Raw records
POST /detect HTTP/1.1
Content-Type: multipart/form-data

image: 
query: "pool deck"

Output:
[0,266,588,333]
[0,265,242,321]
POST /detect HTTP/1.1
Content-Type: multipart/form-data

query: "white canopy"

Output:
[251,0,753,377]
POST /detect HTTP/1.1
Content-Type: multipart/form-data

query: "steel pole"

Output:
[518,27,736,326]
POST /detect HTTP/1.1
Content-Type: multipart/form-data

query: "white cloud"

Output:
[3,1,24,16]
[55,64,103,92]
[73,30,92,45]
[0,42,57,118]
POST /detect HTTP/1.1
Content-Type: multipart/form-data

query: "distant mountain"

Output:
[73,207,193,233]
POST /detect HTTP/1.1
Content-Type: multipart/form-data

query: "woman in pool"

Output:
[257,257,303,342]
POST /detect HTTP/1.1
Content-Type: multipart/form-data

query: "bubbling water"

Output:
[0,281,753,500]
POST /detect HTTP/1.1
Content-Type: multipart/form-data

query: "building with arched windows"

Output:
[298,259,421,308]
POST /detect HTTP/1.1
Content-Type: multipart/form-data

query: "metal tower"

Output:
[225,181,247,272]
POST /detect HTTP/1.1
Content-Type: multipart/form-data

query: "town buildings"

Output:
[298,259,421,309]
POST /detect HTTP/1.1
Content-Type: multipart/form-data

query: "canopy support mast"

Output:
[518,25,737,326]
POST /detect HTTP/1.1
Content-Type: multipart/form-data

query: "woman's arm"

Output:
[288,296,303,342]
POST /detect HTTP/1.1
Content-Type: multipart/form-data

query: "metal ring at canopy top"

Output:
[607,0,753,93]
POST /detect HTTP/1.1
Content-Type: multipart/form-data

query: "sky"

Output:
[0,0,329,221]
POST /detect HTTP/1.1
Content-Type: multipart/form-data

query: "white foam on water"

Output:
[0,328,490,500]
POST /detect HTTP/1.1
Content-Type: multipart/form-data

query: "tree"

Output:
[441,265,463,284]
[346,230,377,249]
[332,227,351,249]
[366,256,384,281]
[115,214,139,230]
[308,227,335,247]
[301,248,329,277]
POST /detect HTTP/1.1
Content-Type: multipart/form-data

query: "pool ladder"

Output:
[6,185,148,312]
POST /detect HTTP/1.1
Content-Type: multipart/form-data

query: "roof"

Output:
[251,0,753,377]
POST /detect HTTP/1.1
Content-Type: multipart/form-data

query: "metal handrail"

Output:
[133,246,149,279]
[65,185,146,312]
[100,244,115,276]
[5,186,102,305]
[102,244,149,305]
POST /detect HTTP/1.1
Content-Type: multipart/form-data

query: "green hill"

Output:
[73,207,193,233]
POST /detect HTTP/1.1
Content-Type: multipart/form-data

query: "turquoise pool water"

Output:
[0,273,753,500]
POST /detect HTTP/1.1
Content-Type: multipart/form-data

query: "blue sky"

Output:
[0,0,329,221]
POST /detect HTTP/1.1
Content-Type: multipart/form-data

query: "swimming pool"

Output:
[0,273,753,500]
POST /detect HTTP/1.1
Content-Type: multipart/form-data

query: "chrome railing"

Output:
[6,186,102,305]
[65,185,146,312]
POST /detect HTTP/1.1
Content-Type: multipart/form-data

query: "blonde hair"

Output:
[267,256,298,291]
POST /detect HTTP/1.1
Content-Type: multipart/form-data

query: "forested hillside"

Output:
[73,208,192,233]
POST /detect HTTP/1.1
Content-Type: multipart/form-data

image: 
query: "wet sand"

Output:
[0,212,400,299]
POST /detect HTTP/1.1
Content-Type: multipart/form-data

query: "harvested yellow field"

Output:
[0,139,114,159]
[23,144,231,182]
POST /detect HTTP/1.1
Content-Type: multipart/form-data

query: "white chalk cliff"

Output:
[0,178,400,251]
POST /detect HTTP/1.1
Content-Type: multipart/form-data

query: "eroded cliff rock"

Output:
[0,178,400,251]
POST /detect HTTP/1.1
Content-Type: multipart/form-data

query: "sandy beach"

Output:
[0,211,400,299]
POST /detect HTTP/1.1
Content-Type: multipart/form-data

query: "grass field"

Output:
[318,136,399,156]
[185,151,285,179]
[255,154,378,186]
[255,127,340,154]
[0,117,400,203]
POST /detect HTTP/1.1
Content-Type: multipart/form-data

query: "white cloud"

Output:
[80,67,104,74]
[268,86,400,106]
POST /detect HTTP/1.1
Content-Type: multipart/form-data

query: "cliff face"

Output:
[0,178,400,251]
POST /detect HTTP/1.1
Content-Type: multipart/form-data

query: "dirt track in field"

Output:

Goal
List every line of the entries that contains the word "metal", treating uppercase and lowercase as different.

Exercise answer
query: "metal tower"
query: "metal ring at canopy top"
query: "metal handrail"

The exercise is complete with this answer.